:: Work request A ::
In the testimony excerpt, how did the witness say he would treat Captain Kelly?
------ Provided text
3938. It was his contention that at all times he was acting in his normal position in the chain of authority that started with the Minister for Defence and came through the Chief of Staff to Colonel Hefferon and to himself and that at all stages he was acting with total propriety and rectitude in that capacity. There were other capacities in which he might have acted with propriety and rectitude but he did not claim that. He said he was acting as Coloney Hefferon’s subordinate with his knowledge. The question was did you understand him to be so acting and you said “No”, that you understood he was acting in some other way; that you did not treat these requests as if they emanated from Colonel Hefferon?


—No, but I would treat Captain Kelly as an Army intelligence officer whose official duties were not necessarily through the straight chain of command.


3939. Do I understand it correctly that coming towards the end of the financial year when there was discussion between yourself and the Minister as to the question of drawing out what was left so that it would not have to be surrendered——


—Yes, about £12,000.
------------
:: Work request B ::
Convert everything from the start of the entries down to the line containing "box: [402, 236, 745, 520]" into a JSON list of strings, one string per line, skipping blank lines and leaving out the pictures.
------ Excerpted data
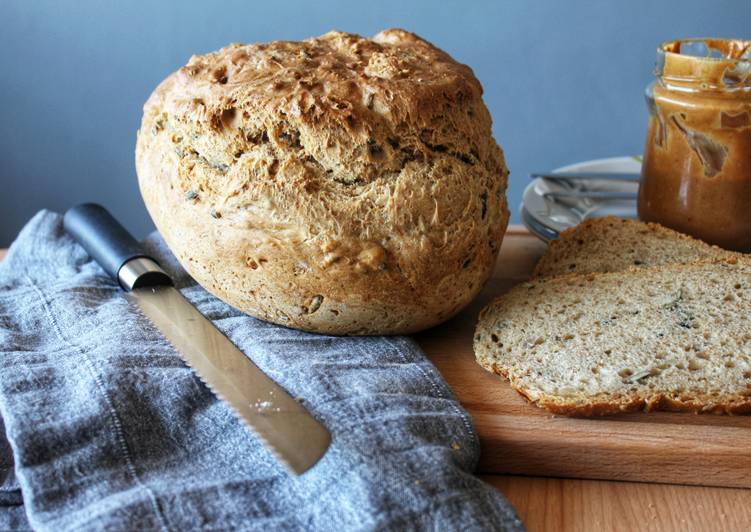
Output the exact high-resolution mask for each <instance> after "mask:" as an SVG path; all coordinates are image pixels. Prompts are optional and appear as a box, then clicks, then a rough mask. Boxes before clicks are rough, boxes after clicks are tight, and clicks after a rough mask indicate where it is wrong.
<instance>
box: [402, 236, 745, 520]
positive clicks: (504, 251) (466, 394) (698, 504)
mask: <svg viewBox="0 0 751 532" xmlns="http://www.w3.org/2000/svg"><path fill="white" fill-rule="evenodd" d="M544 250H545V245H544V244H543V243H542V242H540V241H539V240H537V239H536V238H534V237H533V236H531V235H530V234H529V233H528V232H527V231H526V230H525V229H524V228H522V227H519V226H511V227H510V228H509V231H508V233H507V235H506V237H505V239H504V241H503V246H502V248H501V254H500V257H499V259H498V265H497V267H496V271H495V273H494V276H493V278H491V280H490V281H489V282H488V285H487V286H486V288H485V291H484V292H485V293H484V294H483V295H481V296H480V297H479V298H478V301H476V302H475V303H473V304H472V305H470V306H469V307H468V308H467V309H466V310H465V311H463V312H462V313H461V314H460V315H459V316H457V317H456V318H454V319H452V320H450V321H449V322H447V323H445V324H442V325H441V326H439V327H437V328H435V329H432V330H429V331H426V332H424V333H421V334H419V335H417V336H416V339H417V341H418V342H419V343H420V345H421V346H422V348H423V349H424V350H425V352H426V353H427V354H428V357H430V359H431V361H432V362H433V363H434V364H435V365H436V367H437V368H438V369H439V371H441V373H442V374H443V376H444V377H445V378H446V380H447V382H448V383H449V385H450V386H451V387H452V389H453V390H454V392H455V393H456V395H457V397H458V398H459V400H460V401H463V400H466V401H467V403H468V404H469V403H471V402H472V401H475V402H476V401H477V398H476V397H474V398H472V397H470V395H471V393H472V392H471V391H470V388H471V387H470V386H469V385H468V383H466V382H462V379H466V378H467V375H466V374H462V373H459V372H457V371H456V367H457V360H458V359H459V358H460V357H465V358H466V357H470V358H473V354H472V346H471V333H469V337H468V338H464V337H465V336H467V330H466V329H467V322H468V321H469V322H471V323H474V322H475V321H476V317H477V313H478V311H479V309H480V307H481V305H482V300H484V299H487V298H488V295H489V294H488V293H487V292H492V295H499V294H500V293H502V292H503V291H505V290H507V289H508V288H510V286H512V285H513V284H514V283H515V282H518V281H521V280H523V279H525V278H527V277H528V276H529V273H530V272H531V270H532V268H533V266H534V264H535V263H536V261H537V259H538V258H539V257H540V255H541V254H542V253H543V252H544ZM460 336H461V341H460V340H459V337H460ZM447 341H450V342H451V348H450V349H448V348H447V346H446V342H447ZM475 395H476V390H475ZM481 439H482V435H481ZM482 467H483V463H482V461H481V464H480V470H479V471H478V473H479V474H480V476H481V477H482V478H483V480H485V481H486V482H488V483H489V484H491V485H493V486H495V487H496V488H498V489H499V490H501V491H502V492H503V493H504V494H505V495H506V497H507V498H508V499H509V500H510V501H511V503H512V504H513V505H514V507H515V508H516V510H517V512H518V514H519V516H520V517H521V519H522V521H523V522H524V524H525V525H526V527H527V528H528V529H529V530H530V531H536V530H556V531H557V530H577V531H579V530H748V529H751V490H745V489H734V488H709V487H702V486H682V485H668V484H651V483H638V482H616V481H603V480H584V479H557V478H544V477H525V476H513V475H492V474H487V472H485V473H484V472H483V470H482Z"/></svg>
------------
:: Exercise response A ::
As an Army intelligence officer whose official duties were not necessarily through the straight chain of command.

:: Exercise response B ::
[
  "Output the exact high-resolution mask for each <instance> after \"mask:\" as an SVG path; all coordinates are image pixels. Prompts are optional and appear as a box, then clicks, then a rough mask. Boxes before clicks are rough, boxes after clicks are tight, and clicks after a rough mask indicate where it is wrong.",
  "<instance>",
  "box: [402, 236, 745, 520]"
]